_Dataset entries_
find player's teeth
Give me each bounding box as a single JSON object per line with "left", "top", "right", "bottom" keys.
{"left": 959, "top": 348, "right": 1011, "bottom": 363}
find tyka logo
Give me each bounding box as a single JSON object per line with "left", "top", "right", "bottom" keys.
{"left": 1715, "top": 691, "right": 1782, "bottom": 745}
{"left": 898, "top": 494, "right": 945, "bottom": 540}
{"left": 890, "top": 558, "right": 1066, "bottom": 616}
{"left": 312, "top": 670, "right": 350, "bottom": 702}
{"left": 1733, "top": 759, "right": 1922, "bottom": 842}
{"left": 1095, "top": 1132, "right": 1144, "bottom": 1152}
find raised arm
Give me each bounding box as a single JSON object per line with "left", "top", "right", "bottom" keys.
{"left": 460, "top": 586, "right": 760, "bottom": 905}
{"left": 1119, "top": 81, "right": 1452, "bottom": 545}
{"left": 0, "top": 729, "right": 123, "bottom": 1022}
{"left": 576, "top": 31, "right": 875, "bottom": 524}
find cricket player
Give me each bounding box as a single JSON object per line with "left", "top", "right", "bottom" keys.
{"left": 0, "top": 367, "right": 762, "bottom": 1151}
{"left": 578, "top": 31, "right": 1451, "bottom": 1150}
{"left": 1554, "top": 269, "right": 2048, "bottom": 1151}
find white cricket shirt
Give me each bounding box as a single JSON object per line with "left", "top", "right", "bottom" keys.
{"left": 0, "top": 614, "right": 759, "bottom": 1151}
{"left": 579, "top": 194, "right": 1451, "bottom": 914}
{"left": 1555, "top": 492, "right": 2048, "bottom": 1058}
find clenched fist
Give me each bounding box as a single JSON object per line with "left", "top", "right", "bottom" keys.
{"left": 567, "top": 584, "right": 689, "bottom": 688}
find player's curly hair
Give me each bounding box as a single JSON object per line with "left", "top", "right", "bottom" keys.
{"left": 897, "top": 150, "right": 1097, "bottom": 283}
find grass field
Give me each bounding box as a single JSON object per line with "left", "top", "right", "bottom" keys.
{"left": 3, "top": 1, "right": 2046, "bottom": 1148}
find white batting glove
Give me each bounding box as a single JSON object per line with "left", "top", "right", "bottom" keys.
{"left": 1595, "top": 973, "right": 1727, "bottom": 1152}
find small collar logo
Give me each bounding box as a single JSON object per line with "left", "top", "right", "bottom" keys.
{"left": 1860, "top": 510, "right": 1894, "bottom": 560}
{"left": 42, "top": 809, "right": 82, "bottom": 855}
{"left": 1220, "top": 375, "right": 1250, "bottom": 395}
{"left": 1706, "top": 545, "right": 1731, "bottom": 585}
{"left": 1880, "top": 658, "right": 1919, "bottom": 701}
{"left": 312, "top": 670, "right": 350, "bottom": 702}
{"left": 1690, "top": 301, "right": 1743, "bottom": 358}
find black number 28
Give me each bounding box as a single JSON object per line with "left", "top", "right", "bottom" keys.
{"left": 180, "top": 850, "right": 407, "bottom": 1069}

_Exercise description_
Could you reproduce, exactly, every line above from the line with "find cricket player" to the line with "find small collar logo", and no other line? Both ends count.

_Written response_
find cricket player
Give me each bounding box as a single JSON object per line with "left", "top", "right", "bottom" keys.
{"left": 0, "top": 367, "right": 762, "bottom": 1151}
{"left": 578, "top": 31, "right": 1451, "bottom": 1150}
{"left": 1554, "top": 269, "right": 2048, "bottom": 1151}
find white cricket shirt
Give me each bounding box as a single JSON object per line with "left", "top", "right", "bottom" keys.
{"left": 0, "top": 614, "right": 759, "bottom": 1151}
{"left": 579, "top": 194, "right": 1451, "bottom": 914}
{"left": 1555, "top": 492, "right": 2048, "bottom": 1058}
find clenched fist
Give me each bounding box as a single JSON object per line with "left", "top", "right", "bottom" keys.
{"left": 567, "top": 584, "right": 689, "bottom": 688}
find player's curly hair
Give me each bounding box as a single JSON object per line with "left", "top", "right", "bottom" keys.
{"left": 897, "top": 150, "right": 1097, "bottom": 283}
find grass field
Give me each bounding box as a single JSON object per line with "left", "top", "right", "bottom" keys.
{"left": 3, "top": 1, "right": 2046, "bottom": 1148}
find white batting glove
Give me each bounding box as a single JSON object per line with "left", "top", "right", "bottom" keys.
{"left": 1595, "top": 973, "right": 1727, "bottom": 1152}
find small collar logo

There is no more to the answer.